▶ [DATA IN THIS EXERCISE]:
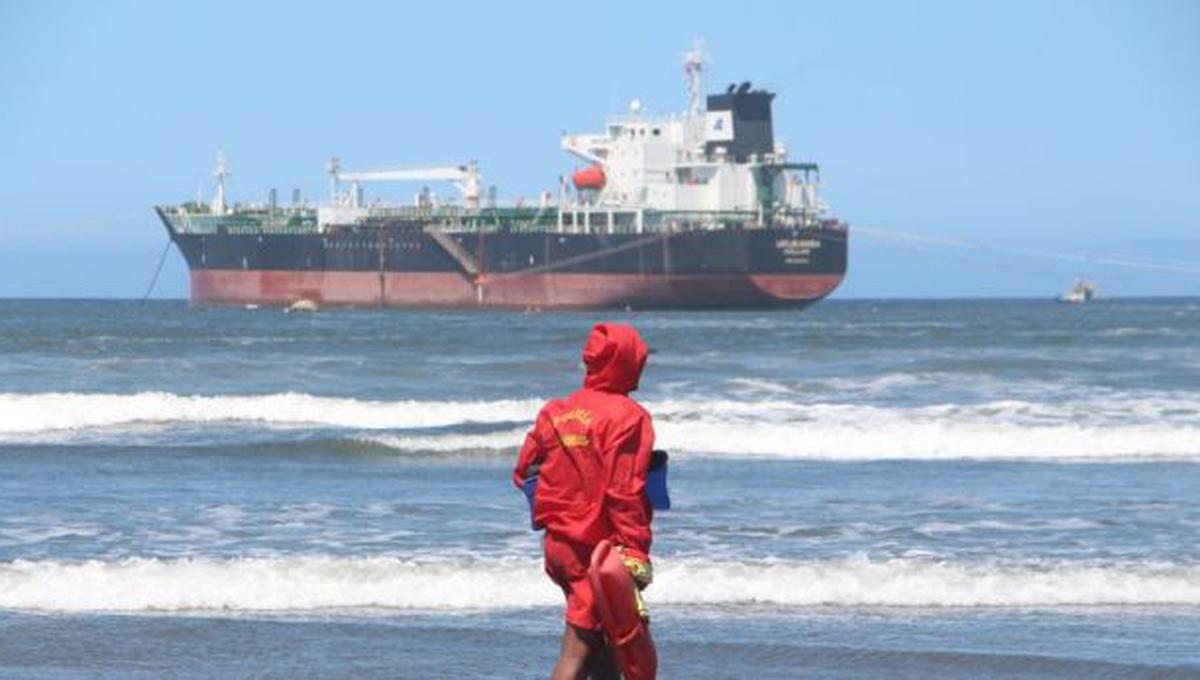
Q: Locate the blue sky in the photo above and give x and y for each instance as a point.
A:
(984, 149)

---

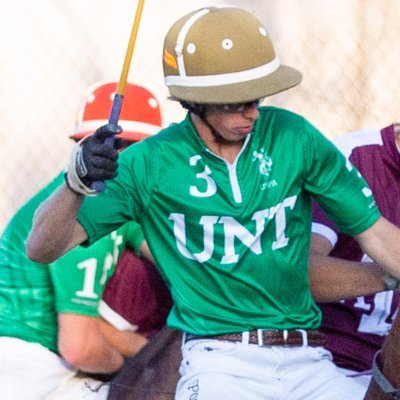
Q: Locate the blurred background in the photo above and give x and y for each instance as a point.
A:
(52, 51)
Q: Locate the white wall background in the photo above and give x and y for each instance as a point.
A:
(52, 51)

* * *

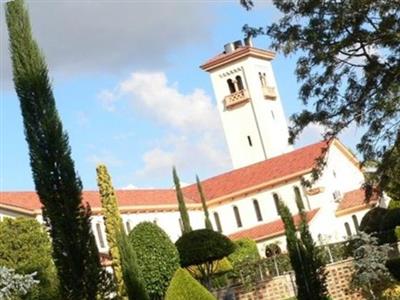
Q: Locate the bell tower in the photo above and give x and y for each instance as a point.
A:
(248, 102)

▶ [TASK TO CARRY OUT]:
Would you please show every line of the material above that includes the string "background"?

▶ [RESULT OF THE EXERCISE]:
Q: Locate the blurred background in the photo above and give x and y for each instance as a point.
Q: Locate the white wall background in the photo above and give x and y for each instance as a point.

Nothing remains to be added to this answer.